**Written task**.
Select every line in the source records that contains the word "christmas", and copy each one out.
+++ Given information
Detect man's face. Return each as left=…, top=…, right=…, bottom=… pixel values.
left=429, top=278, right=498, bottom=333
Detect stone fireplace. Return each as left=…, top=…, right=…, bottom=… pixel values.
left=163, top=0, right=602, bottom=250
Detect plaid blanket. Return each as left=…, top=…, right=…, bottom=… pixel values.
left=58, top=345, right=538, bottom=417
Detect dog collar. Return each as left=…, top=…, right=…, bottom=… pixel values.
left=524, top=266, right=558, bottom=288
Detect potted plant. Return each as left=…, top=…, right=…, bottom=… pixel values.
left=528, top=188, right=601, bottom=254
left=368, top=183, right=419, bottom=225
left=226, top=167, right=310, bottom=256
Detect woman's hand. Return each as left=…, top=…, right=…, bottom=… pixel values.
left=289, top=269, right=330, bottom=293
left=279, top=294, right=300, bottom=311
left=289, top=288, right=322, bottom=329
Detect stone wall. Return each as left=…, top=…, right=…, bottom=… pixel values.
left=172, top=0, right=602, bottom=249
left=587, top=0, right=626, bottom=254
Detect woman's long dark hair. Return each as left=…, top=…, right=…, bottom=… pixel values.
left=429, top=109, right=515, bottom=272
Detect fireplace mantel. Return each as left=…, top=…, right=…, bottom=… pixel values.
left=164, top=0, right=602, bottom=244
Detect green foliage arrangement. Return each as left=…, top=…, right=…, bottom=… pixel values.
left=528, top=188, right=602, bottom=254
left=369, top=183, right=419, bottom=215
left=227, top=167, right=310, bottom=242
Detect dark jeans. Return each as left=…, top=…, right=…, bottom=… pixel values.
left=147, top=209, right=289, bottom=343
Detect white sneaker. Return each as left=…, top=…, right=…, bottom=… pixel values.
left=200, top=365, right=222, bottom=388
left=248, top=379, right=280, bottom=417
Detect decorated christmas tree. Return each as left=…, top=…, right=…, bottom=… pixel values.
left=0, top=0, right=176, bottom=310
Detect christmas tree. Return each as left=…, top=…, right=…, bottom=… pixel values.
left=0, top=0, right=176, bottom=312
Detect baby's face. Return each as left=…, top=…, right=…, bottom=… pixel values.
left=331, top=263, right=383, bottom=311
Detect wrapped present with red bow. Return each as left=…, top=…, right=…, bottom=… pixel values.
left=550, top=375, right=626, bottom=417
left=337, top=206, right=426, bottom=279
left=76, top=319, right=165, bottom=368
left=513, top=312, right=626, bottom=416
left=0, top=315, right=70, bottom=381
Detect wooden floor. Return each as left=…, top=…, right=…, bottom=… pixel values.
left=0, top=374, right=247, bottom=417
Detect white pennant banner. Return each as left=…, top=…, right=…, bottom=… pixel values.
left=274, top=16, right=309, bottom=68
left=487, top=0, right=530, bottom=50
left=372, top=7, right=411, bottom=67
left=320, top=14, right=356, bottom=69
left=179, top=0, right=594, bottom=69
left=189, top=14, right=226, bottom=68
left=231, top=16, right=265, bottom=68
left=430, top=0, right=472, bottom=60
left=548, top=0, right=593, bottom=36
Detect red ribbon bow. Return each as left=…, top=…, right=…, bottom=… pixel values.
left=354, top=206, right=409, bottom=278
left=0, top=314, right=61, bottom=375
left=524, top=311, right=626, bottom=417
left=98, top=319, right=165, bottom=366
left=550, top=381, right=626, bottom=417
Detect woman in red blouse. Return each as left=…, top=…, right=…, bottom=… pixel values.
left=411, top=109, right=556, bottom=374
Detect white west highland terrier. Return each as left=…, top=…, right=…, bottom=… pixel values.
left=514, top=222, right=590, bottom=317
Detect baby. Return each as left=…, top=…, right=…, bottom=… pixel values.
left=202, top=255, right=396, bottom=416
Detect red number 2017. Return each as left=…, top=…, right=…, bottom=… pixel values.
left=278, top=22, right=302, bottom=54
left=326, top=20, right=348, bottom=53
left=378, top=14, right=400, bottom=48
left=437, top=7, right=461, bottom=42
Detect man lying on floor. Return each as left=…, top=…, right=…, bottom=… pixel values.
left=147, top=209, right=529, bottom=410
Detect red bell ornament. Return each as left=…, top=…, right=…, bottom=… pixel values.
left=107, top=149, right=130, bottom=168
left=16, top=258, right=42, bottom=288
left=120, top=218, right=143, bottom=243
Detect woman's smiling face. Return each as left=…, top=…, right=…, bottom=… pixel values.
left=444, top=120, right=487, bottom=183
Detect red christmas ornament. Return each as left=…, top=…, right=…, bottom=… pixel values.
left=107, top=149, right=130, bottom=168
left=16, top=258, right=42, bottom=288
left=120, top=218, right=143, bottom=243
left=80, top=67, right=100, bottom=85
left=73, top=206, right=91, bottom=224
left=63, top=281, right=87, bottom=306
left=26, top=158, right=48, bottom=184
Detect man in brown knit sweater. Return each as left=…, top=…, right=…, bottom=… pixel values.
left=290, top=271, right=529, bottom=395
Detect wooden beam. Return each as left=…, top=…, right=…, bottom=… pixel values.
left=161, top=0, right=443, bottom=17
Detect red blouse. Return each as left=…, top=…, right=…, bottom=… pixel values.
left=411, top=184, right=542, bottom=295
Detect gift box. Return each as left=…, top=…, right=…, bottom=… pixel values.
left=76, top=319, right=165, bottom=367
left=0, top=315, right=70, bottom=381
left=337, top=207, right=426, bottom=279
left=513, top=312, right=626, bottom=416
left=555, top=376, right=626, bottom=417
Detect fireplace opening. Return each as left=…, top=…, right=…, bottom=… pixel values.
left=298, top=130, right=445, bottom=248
++++++
**Exercise response**.
Detect decorated christmas tree. Return each as left=…, top=…, right=…, bottom=… pixel values.
Detect christmas tree. Return each as left=…, top=…, right=…, bottom=… pixel values.
Detect red christmas ornament. Return each as left=…, top=…, right=…, bottom=… pixel values.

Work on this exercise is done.